YOUR TASK:
Identify the line that contains "TARGET = white cloud" in the material. Output it and every line after it, unchanged, through the end.
::: PROVIDED DATA :::
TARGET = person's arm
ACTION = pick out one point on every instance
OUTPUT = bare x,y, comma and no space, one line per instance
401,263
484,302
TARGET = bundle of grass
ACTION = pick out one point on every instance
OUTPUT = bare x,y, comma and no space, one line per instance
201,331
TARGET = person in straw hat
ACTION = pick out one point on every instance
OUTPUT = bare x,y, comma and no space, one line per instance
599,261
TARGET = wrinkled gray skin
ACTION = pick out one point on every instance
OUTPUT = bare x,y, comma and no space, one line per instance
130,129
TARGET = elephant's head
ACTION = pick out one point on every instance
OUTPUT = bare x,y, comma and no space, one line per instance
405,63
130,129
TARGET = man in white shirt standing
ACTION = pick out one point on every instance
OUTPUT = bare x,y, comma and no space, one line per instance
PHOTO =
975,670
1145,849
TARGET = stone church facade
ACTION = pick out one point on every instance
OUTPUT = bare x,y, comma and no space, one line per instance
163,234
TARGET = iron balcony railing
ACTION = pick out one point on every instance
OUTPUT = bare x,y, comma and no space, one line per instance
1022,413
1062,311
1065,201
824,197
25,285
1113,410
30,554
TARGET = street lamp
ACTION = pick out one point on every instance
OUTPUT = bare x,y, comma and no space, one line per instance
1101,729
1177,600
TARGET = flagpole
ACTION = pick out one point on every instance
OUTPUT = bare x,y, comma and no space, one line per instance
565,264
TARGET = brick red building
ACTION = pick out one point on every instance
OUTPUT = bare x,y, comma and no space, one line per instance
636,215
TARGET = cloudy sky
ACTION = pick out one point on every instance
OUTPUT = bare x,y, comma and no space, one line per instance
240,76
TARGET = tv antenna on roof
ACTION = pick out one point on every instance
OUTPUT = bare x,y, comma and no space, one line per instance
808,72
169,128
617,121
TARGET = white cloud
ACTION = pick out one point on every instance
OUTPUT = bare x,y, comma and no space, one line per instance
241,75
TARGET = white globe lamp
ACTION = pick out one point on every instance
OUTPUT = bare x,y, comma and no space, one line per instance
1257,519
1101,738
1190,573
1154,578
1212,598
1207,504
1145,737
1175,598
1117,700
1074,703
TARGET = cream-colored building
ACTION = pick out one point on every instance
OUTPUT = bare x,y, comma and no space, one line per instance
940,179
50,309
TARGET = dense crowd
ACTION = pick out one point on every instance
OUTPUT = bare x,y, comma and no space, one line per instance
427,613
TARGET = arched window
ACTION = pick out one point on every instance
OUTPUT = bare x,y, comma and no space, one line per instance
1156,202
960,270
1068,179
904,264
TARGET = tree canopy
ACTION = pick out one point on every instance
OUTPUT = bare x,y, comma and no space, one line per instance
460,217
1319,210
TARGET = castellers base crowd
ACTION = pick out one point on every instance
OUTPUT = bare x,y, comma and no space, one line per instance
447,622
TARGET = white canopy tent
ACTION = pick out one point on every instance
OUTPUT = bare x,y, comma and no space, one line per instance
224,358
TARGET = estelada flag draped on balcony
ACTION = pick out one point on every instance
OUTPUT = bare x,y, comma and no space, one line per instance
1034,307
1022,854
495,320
:::
CORRECT OUTPUT:
TARGET = white cloud
ACTION = pick out one point on every instance
OUTPUT = bare x,y, comma and no space, one line per instance
241,75
TARGET = white globe lamp
ACTION = pick out one point on every instance
OUTPUT = bare x,y, comma and no space, one line per instance
1257,519
1101,738
1190,573
1154,578
1212,598
1207,504
1145,737
1175,598
1117,700
1074,703
TARGET = cream-colored building
ACTION = pick out one point on every instance
OUTPUT = bare x,y, comma and no space, one line per instance
940,179
50,309
TARGET = dense crowd
ACTION = pick out one point on every instance
OUTPUT = bare x,y, comma and no space, one line per instance
427,613
TARGET = arched window
ACTION = pick out one point on every instance
OUTPUT = bare x,y, comma and no space, one line per instance
1156,202
960,270
1068,179
904,264
TARGET = tree canopy
ACTION = pick out one point on every instance
OUTPUT = bare x,y, comma and no space, one line per instance
460,217
1319,210
TARGET = castellers base crowd
ACTION = pick out one point on every instance
OUTPUT = bare x,y, comma and no space, one line per instance
447,622
TARGET = white canopy tent
ACTION = pick out one point on every instance
OUTPUT = bare x,y, comma and no space, one line per instance
224,358
TARGET = estelada flag draped on balcony
ACTION = pick out one point on every instance
OUTPUT = bare x,y, comma and no space, one line per instance
1034,307
1022,854
495,320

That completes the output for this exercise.